- [Bloc de texte]:

-- -- --

Conseil d'Etat

Décision du 13 décembre 2023 n° 488749

13/12/2023

Non renvoi

REPUBLIQUE FRANCAISE

AU NOM DU PEUPLE FRANCAIS


Vu la procédure suivante :

La société Human Immobilier, venant aux droits de la société La Bourse de l'Immobilier, partie en défense à la requête d'appel de la commune de Champagne-au-Mont-d'Or tendant à l'annulation du jugement nos 2104304, 2106305, 2106307, 2109210 du 19 juillet 2022 par lequel le tribunal administratif de Lyon a, d'une part, annulé la décision du 7 mai 2021 du maire de Champagne-au-Mont-d'Or mettant en demeure la société La Bourse de l'Immobilier, sur le fondement de l'article L. 481-1 du code de l'urbanisme, de régulariser la situation de son bail commercial, d'autre part, annulé les arrêtés des 10 juin et 26 octobre 2021 prononçant une astreinte et émettant un titre exécutoire à l'encontre de cette société, enfin déchargé celle-ci de l'obligation de payer la somme de 25 000 euros mise à sa charge et rejeté les conclusions en annulation de l'opposition à déclaration préalable du 1er mars 2021, a produit un mémoire distinct, enregistré le 7 juillet 2023 au greffe de la cour administrative d'appel de Lyon, en application de l'article 23-1 de l'ordonnance n° 58-1067 du 7 novembre 1958, par lequel elle soulève une question prioritaire de constitutionnalité.

Par une ordonnance n° 22LY02812 du 4 octobre 2023, enregistrée le 5 octobre 2023 au secrétariat du contentieux du Conseil d'Etat, la cour administrative d'appel de Lyon, avant de statuer sur la requête de la commune de Champagne-au-Mont-d'Or, a décidé, en application des dispositions de l'article 23-2 de l'ordonnance n° 58-1067 du 7 novembre 1958, de transmettre au Conseil d'Etat la question de la conformité aux droits et libertés garantis par la Constitution de l'article L. 481-1 du code de l'urbanisme.

Vu les autres pièces du dossier ;

Vu :

- la Constitution, notamment son article 61-1 ;

- l'ordonnance n° 58-1067 du 7 novembre 1958 ;

- l'article L. 481-1 du code de l'urbanisme ;

- le code de justice administrative ;

Après avoir entendu en séance publique :

- le rapport de Mme Nathalie Destais, conseillère d'Etat,

- les conclusions de Mme Maïlys Lange, rapporteure publique ;

La parole ayant été donnée, après les conclusions, à la SCP Marlange, de la Burgade, avocat de la commune de Champagne-au-Mont-d'or ;

Considérant ce qui suit :

1. Il résulte des dispositions de l'article 23-4 de l'ordonnance du 7 novembre 1958 portant loi organique sur le Conseil constitutionnel que, lorsqu'une juridiction relevant du Conseil d'Etat a transmis à ce dernier, en application de l'article 23-2 de cette même ordonnance, la question de la conformité à la Constitution d'une disposition législative, le Conseil constitutionnel est saisi de cette question de constitutionnalité à la triple condition que la disposition contestée soit applicable au litige ou à la procédure, qu'elle n'ait pas déjà été déclarée conforme à la Constitution dans les motifs et le dispositif d'une décision du Conseil constitutionnel, sauf changement des circonstances, et que la question soit nouvelle ou présente un caractère sérieux.

-- -- --

- [Données enregistrées]:
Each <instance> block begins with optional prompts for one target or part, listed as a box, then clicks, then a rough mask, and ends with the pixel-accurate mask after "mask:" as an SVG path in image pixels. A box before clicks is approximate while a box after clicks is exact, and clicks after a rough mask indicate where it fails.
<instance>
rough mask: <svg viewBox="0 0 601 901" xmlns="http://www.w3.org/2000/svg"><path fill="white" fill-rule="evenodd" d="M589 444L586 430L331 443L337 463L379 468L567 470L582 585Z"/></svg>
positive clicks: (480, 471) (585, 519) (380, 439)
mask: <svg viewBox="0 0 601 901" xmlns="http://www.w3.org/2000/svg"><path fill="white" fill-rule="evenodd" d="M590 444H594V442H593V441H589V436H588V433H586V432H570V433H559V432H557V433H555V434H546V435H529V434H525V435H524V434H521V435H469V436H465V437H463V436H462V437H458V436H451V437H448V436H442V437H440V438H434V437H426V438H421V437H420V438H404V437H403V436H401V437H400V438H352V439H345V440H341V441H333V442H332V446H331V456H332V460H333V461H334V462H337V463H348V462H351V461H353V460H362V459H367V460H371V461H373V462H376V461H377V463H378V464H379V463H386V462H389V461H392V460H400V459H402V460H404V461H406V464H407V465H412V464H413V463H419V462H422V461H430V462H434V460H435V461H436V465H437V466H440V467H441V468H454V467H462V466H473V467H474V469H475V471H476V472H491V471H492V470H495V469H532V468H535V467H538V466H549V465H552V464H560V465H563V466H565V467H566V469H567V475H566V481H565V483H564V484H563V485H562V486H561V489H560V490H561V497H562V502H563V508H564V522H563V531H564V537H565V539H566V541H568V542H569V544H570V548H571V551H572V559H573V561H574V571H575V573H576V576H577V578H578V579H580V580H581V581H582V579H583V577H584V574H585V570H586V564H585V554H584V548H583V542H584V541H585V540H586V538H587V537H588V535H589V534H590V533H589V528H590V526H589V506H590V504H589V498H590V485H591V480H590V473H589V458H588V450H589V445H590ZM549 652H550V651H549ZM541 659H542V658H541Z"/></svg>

-- -- --

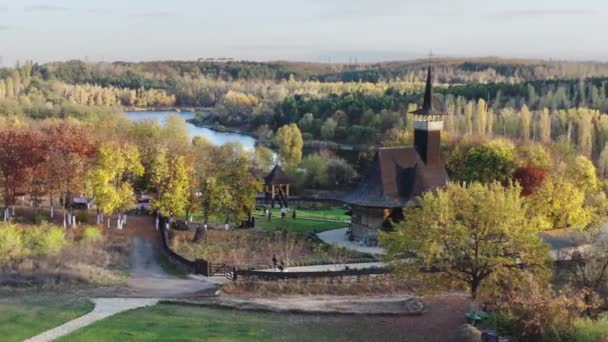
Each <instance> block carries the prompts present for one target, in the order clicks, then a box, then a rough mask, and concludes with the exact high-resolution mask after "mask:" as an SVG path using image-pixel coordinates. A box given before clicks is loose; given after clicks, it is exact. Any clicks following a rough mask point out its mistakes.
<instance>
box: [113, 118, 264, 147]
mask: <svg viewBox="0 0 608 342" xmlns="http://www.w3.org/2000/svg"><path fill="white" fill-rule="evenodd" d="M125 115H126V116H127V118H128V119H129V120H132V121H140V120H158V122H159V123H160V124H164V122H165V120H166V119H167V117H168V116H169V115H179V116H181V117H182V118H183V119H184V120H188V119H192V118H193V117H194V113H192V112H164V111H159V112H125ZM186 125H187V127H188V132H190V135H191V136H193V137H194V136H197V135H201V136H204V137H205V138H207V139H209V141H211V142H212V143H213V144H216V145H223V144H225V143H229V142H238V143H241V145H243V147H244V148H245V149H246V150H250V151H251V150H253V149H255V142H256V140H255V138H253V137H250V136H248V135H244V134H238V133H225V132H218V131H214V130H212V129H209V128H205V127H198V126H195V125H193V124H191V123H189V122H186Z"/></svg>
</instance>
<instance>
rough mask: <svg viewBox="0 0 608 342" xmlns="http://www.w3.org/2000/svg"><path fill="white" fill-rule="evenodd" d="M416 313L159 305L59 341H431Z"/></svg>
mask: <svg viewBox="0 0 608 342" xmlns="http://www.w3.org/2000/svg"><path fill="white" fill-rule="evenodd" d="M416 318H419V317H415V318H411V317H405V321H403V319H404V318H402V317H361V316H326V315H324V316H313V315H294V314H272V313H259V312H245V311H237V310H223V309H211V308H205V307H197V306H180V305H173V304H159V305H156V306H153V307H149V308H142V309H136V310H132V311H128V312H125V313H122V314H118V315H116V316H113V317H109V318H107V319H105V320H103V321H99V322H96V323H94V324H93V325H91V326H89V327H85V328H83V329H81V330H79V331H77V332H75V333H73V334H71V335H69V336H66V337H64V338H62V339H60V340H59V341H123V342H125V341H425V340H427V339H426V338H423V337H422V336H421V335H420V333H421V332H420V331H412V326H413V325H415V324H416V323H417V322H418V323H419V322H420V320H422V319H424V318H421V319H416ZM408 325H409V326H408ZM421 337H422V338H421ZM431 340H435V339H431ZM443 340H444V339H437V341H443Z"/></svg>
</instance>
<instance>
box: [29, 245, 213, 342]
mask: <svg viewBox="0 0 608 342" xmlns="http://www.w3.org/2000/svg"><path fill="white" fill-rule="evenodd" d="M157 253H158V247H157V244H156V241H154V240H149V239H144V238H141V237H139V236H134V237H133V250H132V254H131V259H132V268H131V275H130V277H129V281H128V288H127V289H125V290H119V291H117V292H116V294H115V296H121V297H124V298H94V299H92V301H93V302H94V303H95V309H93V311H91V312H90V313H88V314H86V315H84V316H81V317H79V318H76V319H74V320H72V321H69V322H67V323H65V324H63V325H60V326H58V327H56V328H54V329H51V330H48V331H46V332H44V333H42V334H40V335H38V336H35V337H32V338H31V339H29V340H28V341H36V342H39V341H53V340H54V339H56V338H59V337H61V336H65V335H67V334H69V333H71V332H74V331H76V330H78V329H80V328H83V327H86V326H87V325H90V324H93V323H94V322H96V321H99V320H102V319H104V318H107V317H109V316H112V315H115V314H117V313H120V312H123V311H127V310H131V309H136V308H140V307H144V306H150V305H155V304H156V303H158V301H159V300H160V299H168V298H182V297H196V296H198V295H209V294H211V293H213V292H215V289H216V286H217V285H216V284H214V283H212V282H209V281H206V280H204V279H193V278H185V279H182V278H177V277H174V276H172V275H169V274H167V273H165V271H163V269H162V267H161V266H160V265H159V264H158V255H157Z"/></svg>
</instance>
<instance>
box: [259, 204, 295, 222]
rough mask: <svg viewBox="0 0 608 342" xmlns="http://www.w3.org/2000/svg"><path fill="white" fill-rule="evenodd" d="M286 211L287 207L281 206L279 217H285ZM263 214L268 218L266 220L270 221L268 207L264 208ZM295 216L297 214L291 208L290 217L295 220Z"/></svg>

-- -- --

- [Liste des tâches]:
[a] Extrayez de la décision du Conseil d'Etat le passage qui commence par "Considérant ce qui" et se poursuit jusqu'à "un caractère sérieux.".
[b] Selon la décision du Conseil d'Etat, à quelle date le mémoire distinct de la société Human Immobilier a-t-il été enregistré au greffe de la cour administrative d'appel de Lyon ?

- [Réponses par tâche]:
[a]
Considérant ce qui suit :

1. Il résulte des dispositions de l'article 23-4 de l'ordonnance du 7 novembre 1958 portant loi organique sur le Conseil constitutionnel que, lorsqu'une juridiction relevant du Conseil d'Etat a transmis à ce dernier, en application de l'article 23-2 de cette même ordonnance, la question de la conformité à la Constitution d'une disposition législative, le Conseil constitutionnel est saisi de cette question de constitutionnalité à la triple condition que la disposition contestée soit applicable au litige ou à la procédure, qu'elle n'ait pas déjà été déclarée conforme à la Constitution dans les motifs et le dispositif d'une décision du Conseil constitutionnel, sauf changement des circonstances, et que la question soit nouvelle ou présente un caractère sérieux.

[b] Le 7 juillet 2023.